## Directions
Exactly the lines from the one with "Where in this photo can the window be" through the end of the records below are to be output, the first and last included, and no others.

## Data shown
· · · ·

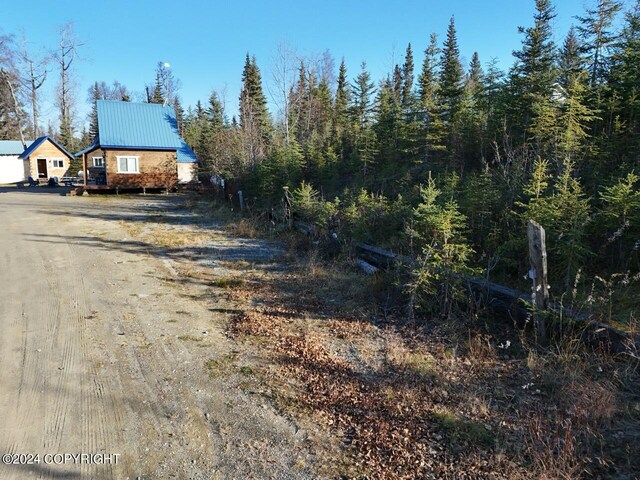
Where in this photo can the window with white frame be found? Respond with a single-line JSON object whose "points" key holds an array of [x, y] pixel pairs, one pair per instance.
{"points": [[128, 164]]}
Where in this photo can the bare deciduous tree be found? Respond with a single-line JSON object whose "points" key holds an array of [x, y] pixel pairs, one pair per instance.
{"points": [[65, 57], [34, 71]]}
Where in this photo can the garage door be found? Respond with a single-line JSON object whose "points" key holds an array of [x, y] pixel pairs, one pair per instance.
{"points": [[11, 169]]}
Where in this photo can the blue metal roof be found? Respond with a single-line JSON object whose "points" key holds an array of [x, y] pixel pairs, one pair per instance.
{"points": [[12, 147], [39, 142], [141, 126]]}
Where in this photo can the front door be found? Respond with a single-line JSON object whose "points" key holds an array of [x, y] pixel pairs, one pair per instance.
{"points": [[42, 168]]}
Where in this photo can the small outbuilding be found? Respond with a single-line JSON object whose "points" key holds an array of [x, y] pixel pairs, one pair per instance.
{"points": [[138, 146], [45, 158], [12, 167]]}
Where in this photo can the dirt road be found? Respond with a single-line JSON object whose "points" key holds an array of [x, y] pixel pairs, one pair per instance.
{"points": [[104, 350]]}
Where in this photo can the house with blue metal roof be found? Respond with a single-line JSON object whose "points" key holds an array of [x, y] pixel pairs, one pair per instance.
{"points": [[45, 158], [42, 159], [138, 146]]}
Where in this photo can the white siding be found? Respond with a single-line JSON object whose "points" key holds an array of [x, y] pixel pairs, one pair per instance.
{"points": [[11, 169]]}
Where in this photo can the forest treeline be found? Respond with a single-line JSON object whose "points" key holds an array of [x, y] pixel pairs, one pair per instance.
{"points": [[449, 161], [440, 160]]}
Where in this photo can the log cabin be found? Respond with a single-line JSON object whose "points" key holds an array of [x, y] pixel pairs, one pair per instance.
{"points": [[44, 159], [137, 146]]}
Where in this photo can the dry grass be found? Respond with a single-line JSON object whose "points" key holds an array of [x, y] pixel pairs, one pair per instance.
{"points": [[414, 406], [244, 227]]}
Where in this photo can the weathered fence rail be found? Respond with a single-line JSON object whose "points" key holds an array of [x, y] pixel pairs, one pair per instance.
{"points": [[506, 299]]}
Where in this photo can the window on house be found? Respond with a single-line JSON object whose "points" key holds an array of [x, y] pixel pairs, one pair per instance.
{"points": [[127, 164]]}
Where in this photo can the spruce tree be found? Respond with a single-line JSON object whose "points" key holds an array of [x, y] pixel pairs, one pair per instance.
{"points": [[598, 38], [428, 91], [451, 73], [407, 77], [533, 79], [362, 108], [624, 91], [253, 103], [575, 115]]}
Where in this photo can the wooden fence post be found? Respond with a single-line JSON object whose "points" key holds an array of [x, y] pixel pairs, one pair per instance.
{"points": [[241, 199], [538, 274]]}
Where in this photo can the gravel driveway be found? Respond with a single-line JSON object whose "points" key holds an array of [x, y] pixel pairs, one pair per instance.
{"points": [[103, 351]]}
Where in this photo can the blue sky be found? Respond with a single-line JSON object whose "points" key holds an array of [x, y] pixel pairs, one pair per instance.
{"points": [[205, 41]]}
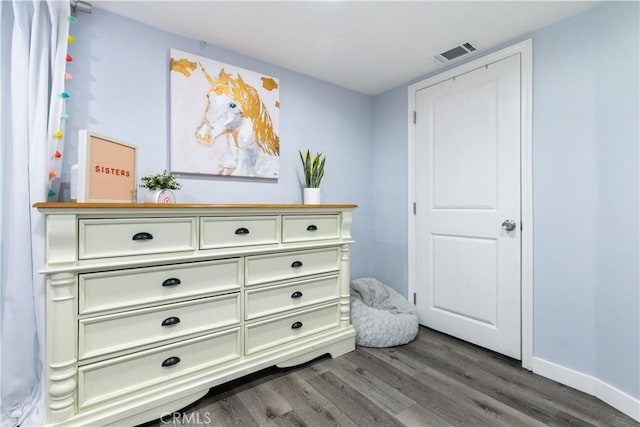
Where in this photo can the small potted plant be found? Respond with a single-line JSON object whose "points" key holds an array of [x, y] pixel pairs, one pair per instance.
{"points": [[160, 186], [313, 169]]}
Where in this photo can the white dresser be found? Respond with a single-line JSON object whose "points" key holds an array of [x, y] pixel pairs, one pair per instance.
{"points": [[148, 306]]}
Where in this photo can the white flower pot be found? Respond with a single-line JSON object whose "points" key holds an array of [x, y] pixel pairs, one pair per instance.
{"points": [[311, 196], [160, 196]]}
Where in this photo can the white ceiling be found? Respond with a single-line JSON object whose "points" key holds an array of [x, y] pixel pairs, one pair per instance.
{"points": [[366, 46]]}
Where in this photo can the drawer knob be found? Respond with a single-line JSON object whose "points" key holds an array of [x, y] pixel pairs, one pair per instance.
{"points": [[171, 282], [142, 236], [171, 361], [170, 321], [296, 325]]}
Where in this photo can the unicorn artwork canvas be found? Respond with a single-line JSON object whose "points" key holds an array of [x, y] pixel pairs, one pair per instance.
{"points": [[224, 119]]}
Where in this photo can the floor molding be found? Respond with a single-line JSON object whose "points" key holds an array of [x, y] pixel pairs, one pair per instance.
{"points": [[588, 384]]}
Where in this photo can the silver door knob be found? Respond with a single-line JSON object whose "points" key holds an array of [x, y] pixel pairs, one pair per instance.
{"points": [[509, 225]]}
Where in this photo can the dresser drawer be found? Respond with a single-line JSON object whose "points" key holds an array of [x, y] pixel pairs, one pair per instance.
{"points": [[104, 238], [107, 334], [122, 289], [269, 268], [273, 299], [228, 232], [124, 375], [299, 228], [270, 333]]}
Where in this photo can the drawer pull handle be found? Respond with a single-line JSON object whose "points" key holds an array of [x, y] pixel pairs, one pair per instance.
{"points": [[170, 321], [142, 236], [171, 361], [171, 282]]}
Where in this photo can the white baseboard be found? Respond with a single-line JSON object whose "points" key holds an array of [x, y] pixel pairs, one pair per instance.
{"points": [[588, 384]]}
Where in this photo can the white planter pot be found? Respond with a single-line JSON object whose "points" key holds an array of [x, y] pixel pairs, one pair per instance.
{"points": [[311, 196], [160, 196]]}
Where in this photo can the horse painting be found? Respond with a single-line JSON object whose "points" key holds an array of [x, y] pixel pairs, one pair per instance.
{"points": [[235, 133]]}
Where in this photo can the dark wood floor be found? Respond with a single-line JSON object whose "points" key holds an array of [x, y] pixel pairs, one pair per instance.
{"points": [[436, 380]]}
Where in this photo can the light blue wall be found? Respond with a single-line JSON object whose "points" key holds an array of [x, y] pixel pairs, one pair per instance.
{"points": [[617, 295], [585, 199], [120, 88], [389, 178]]}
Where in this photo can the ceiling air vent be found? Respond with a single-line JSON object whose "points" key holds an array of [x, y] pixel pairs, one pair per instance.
{"points": [[455, 52]]}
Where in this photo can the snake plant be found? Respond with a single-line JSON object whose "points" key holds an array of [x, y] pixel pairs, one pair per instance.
{"points": [[313, 168]]}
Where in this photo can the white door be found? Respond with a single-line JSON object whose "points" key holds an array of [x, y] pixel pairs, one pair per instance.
{"points": [[467, 172]]}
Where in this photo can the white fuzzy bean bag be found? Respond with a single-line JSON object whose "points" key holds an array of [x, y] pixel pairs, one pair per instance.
{"points": [[381, 316]]}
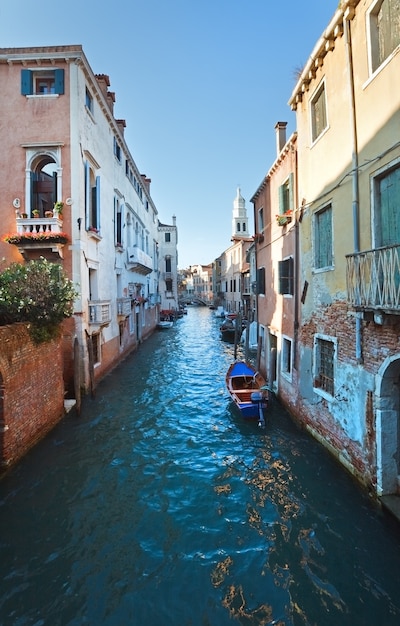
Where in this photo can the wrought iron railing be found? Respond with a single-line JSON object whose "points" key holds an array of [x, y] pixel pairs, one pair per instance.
{"points": [[99, 312], [373, 278], [124, 306]]}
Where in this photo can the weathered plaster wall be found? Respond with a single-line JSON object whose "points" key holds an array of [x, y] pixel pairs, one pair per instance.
{"points": [[33, 391]]}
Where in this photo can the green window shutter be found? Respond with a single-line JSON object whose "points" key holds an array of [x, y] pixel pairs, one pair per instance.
{"points": [[26, 82], [87, 196], [59, 81]]}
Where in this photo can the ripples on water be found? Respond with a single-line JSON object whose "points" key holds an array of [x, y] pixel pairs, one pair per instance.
{"points": [[161, 506]]}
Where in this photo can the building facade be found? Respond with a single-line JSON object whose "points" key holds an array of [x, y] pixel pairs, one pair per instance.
{"points": [[168, 266], [347, 358], [65, 146]]}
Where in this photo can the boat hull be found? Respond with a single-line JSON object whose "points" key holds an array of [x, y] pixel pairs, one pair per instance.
{"points": [[247, 388]]}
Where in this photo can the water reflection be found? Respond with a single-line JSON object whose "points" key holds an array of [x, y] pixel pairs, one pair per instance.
{"points": [[160, 505]]}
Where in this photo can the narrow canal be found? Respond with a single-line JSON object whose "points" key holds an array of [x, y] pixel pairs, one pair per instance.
{"points": [[159, 506]]}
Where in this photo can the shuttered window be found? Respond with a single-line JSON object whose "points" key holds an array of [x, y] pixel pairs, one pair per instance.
{"points": [[286, 276], [261, 280], [384, 30], [318, 112], [323, 245], [42, 82], [387, 191]]}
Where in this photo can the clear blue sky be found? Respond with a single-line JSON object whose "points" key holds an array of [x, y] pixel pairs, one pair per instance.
{"points": [[201, 85]]}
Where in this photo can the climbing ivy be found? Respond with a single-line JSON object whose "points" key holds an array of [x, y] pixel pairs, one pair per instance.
{"points": [[37, 293]]}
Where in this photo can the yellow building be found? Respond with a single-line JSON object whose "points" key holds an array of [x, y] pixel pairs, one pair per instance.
{"points": [[347, 105]]}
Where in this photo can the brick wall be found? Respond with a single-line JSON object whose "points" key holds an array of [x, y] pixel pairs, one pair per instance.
{"points": [[32, 391]]}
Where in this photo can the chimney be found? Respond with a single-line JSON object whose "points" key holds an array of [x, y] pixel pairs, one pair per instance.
{"points": [[121, 125], [146, 181], [110, 100], [280, 130]]}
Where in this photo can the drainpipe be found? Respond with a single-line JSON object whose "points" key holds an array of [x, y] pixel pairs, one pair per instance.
{"points": [[348, 15]]}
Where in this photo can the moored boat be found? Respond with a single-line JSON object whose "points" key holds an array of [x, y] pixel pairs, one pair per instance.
{"points": [[248, 390], [163, 324]]}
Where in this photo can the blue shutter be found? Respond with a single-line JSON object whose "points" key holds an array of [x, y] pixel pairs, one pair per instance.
{"points": [[59, 81], [26, 82], [98, 201], [87, 195]]}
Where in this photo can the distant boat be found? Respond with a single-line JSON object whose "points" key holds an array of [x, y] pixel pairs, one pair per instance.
{"points": [[163, 324], [219, 311], [253, 344], [228, 330], [248, 390]]}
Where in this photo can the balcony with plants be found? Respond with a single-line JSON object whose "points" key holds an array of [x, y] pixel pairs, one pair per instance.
{"points": [[39, 236], [373, 279]]}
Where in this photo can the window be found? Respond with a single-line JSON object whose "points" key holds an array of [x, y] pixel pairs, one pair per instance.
{"points": [[386, 203], [384, 24], [92, 199], [323, 244], [286, 360], [88, 100], [261, 280], [260, 220], [318, 112], [286, 195], [168, 284], [42, 82], [117, 150], [324, 368], [95, 341], [118, 222], [286, 281]]}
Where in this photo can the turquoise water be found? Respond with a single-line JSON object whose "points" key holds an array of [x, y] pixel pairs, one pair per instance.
{"points": [[160, 506]]}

· · · ·

## Task output
Where in this photo can the window be found? Respond with a single-line JSON object whose "points" key holds an array of [x, y] pixel pairs, one pair per instance.
{"points": [[386, 203], [384, 24], [92, 199], [323, 244], [286, 360], [88, 100], [261, 280], [260, 220], [318, 112], [286, 195], [168, 284], [42, 82], [117, 150], [324, 368], [95, 341], [118, 222], [286, 281]]}
Where in this photo can the turquoise water be found? Respond with a single-line JSON object whose "points" key holds an array of [x, y] pixel pairs, one pair per instance.
{"points": [[160, 506]]}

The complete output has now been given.